Exercise requirements. Swap "metal bracket" for "steel bracket" everywhere it appears in the material below, and write out all the material again with nothing else changed.
— begin Input records —
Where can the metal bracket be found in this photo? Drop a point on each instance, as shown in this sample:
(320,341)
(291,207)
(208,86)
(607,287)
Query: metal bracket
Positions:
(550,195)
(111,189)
— end Input records —
Exercise output.
Where can the steel bracket be found in this photo? Drop a point on each instance, as shown in this sample:
(320,341)
(291,207)
(208,86)
(607,287)
Query: steel bracket
Positions:
(550,195)
(111,189)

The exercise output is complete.